--- Brief ---
Rewrite the lines below, swapping "marker" for "pin" and leaving everything else unchanged.

--- Named object pointing entries ---

□ □ □

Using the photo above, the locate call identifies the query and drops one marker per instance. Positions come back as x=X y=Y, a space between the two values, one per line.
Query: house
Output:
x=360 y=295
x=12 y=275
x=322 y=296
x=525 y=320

□ □ □

--- Answer for this exercise ---
Using the photo above, the locate call identifies the query and drops one pin per instance. Positions come back as x=X y=Y, a space between the two values, one per line.
Query: house
Output:
x=360 y=295
x=12 y=275
x=322 y=296
x=525 y=320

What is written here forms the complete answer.